--- Objective ---
Find the line containing "Indicate the snow-covered ground", then output it and every line after it through the end of the listing below, exactly as written.

--- Records for this task ---
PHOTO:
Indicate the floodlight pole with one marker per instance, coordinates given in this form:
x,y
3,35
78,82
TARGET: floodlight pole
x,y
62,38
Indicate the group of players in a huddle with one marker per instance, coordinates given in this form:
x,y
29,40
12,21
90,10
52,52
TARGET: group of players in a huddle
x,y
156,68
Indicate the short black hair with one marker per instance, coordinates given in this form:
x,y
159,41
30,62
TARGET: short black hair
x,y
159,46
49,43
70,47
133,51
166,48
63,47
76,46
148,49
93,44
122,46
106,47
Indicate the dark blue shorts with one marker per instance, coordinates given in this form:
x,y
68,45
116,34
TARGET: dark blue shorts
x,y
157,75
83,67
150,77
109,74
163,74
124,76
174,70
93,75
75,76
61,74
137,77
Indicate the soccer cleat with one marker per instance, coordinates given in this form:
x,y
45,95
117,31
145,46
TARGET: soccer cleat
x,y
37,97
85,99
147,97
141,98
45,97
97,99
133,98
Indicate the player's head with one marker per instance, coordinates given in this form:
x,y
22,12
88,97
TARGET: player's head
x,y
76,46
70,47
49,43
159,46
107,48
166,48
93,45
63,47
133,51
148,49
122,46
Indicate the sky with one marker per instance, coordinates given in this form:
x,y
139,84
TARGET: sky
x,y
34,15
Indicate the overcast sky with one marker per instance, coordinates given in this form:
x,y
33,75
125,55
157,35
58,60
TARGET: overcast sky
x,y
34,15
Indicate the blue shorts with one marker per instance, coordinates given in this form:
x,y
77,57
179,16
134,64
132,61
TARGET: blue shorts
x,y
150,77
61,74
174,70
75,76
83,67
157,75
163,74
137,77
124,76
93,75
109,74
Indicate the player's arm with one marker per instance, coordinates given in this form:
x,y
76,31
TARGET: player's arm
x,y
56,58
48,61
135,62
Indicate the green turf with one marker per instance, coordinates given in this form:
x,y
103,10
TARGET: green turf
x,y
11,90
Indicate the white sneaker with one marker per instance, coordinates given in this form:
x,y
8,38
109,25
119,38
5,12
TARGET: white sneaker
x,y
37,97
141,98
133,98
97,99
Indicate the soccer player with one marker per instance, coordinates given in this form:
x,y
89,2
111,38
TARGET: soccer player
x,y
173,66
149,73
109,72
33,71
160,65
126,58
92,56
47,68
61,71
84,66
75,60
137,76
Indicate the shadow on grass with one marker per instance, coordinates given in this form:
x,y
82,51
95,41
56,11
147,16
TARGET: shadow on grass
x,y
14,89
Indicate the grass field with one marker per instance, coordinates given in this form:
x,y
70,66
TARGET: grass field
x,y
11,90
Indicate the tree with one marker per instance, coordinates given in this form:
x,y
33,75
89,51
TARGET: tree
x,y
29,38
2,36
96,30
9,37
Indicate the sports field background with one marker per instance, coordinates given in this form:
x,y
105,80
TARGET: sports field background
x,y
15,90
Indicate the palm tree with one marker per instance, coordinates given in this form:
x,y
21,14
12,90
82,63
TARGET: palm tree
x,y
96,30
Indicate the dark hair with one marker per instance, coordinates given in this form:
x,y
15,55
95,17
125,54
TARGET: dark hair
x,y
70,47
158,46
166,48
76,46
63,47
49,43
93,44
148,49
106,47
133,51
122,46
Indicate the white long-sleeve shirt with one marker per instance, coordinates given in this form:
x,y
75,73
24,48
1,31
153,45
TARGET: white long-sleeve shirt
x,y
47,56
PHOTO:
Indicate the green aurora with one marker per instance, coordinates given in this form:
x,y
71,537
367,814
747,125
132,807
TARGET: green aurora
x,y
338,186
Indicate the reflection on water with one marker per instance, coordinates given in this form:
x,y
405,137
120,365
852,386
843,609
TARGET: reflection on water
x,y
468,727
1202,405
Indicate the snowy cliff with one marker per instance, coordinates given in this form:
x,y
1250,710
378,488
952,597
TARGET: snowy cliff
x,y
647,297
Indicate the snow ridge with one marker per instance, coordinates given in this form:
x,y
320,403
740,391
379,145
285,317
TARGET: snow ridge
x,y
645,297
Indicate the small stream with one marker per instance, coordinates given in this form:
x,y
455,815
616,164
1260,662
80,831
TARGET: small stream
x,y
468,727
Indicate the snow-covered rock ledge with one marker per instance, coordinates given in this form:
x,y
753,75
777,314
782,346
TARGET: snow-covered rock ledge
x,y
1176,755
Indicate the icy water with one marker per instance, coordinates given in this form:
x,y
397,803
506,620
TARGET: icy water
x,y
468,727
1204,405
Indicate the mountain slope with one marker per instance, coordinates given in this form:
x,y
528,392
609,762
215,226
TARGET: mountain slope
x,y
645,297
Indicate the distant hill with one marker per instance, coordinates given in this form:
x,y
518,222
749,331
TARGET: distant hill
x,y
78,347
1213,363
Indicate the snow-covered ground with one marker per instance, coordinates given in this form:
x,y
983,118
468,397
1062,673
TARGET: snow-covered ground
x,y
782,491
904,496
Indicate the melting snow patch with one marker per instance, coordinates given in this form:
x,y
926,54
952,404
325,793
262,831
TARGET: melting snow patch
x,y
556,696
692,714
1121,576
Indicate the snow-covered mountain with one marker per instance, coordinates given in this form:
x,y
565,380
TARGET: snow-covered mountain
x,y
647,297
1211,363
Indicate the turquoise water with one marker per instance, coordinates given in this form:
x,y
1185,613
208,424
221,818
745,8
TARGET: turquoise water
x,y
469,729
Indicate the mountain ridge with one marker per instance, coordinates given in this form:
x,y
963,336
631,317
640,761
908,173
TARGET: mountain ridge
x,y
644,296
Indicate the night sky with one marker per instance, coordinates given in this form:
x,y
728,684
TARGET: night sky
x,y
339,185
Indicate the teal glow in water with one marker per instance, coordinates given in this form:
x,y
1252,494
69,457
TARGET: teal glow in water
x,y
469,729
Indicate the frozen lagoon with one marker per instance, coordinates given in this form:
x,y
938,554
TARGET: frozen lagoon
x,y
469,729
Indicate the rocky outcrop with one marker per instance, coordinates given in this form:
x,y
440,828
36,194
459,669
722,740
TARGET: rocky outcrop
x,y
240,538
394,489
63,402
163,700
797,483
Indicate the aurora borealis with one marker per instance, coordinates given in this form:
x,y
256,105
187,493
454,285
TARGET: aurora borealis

--- Problem solution ---
Indicate the snow-covered ground with one marker per instance, coordinates given in this form:
x,y
983,118
468,397
1062,673
TARGET: snow-covered ground
x,y
782,491
904,496
Indicate the melting snow patch with one marker per instance, coordinates given in this form:
x,y
926,54
952,404
325,793
262,831
TARGET: melting snow patch
x,y
556,696
692,714
1121,576
Indicate the snow-covered mountain with one marker per instance, coordinates given in this form:
x,y
565,380
TARGET: snow-covered mountain
x,y
647,297
1211,363
Indicate the turquoise water with one marker per instance, coordinates given in this form:
x,y
1185,613
208,424
221,818
745,8
TARGET: turquoise water
x,y
469,729
Indicate the mountain ridge with one marker per instance, coordinates given in this form:
x,y
963,336
631,317
640,761
908,173
TARGET: mountain ridge
x,y
644,296
Indicate the night sky with one marker per instance, coordinates given in this form:
x,y
728,684
TARGET: night sky
x,y
339,185
Indicate the teal glow in water with one marker per instance, coordinates given in this form:
x,y
1252,494
69,457
TARGET: teal glow in water
x,y
469,729
Indicate the frozen lagoon with one marker per instance, coordinates given in this form:
x,y
938,554
TARGET: frozen lagoon
x,y
469,729
Indicate the rocky outcrop with one marker per instance, coordinates given in this form:
x,y
440,828
36,194
459,669
722,740
TARGET: rocky outcrop
x,y
240,538
394,489
63,402
163,700
797,483
Indicate the aurora borealis with one marker per instance, coordinates given in this form:
x,y
256,105
187,493
454,285
TARGET: aurora borealis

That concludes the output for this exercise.